__ASSIGNMENT__.
Copy out exactly the lines below that run from the one holding "sample: <point>115,777</point>" to the one holding "sample: <point>207,65</point>", keeping both of those lines and no others.

--- PROVIDED DATA ---

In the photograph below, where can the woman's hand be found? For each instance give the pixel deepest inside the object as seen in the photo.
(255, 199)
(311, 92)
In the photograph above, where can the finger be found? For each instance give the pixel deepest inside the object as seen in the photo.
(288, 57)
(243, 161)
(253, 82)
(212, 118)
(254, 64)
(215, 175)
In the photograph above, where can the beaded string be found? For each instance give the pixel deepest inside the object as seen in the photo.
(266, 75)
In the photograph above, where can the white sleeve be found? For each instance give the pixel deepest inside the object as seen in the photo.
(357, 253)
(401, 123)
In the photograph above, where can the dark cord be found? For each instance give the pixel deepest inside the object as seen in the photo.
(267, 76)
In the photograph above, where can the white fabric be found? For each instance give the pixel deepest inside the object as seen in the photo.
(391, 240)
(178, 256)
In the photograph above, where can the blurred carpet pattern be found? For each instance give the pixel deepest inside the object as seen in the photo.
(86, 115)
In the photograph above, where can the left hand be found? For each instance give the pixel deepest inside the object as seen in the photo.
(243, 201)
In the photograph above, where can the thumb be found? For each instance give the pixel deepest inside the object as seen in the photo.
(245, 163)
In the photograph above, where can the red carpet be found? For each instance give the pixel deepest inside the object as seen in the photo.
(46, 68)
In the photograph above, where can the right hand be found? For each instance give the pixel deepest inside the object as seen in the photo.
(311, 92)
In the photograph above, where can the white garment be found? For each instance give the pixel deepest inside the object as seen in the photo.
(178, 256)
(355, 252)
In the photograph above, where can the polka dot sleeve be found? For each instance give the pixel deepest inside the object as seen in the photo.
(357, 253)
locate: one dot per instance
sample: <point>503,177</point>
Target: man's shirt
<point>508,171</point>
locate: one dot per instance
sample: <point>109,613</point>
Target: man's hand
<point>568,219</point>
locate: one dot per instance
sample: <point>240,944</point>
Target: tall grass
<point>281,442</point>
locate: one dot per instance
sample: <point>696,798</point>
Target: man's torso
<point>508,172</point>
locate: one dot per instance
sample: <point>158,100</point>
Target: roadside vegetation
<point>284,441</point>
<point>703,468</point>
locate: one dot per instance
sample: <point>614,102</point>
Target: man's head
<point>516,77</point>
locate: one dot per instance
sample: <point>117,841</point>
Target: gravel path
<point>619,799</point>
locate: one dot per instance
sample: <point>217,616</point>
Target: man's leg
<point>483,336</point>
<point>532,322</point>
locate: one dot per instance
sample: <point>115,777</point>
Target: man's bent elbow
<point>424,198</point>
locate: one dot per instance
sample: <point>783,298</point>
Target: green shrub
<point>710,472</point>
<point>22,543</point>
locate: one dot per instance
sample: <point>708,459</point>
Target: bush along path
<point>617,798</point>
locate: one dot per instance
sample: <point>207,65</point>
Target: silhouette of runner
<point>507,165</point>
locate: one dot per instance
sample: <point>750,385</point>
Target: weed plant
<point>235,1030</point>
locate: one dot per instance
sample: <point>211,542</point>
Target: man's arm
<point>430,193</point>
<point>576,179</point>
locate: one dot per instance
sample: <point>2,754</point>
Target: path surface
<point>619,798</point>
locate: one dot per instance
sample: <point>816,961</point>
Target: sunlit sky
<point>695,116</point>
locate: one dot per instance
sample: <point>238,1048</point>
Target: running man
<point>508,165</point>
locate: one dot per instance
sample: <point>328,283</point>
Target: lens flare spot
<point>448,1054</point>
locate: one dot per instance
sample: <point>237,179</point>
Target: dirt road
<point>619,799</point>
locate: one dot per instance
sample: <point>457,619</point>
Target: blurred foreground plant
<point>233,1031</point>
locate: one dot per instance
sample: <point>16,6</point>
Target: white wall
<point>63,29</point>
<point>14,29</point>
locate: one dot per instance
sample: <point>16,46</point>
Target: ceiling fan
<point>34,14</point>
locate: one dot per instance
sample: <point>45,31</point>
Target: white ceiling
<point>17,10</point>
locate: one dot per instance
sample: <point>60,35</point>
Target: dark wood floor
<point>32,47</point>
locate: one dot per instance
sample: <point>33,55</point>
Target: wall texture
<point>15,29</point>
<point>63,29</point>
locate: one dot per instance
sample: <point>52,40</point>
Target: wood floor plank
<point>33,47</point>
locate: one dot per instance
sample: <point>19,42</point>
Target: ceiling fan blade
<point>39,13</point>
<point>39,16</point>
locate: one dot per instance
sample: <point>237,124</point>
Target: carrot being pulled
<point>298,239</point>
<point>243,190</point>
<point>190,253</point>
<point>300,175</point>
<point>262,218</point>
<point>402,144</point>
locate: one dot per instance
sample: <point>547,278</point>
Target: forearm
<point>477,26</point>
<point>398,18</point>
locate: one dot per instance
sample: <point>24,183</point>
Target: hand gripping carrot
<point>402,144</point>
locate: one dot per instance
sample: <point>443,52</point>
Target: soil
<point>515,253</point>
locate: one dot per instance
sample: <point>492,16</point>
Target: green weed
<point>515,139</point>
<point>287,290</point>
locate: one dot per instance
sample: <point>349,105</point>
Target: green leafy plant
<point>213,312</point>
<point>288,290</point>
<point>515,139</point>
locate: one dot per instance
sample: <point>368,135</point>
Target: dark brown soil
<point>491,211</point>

---

__ANSWER__.
sample: <point>115,777</point>
Target: man's bent elbow
<point>424,198</point>
locate: one dot per instance
sample: <point>783,298</point>
Target: green shrub
<point>710,472</point>
<point>22,543</point>
locate: one dot per instance
sample: <point>708,459</point>
Target: bush along path
<point>617,798</point>
locate: one dot per instance
sample: <point>207,65</point>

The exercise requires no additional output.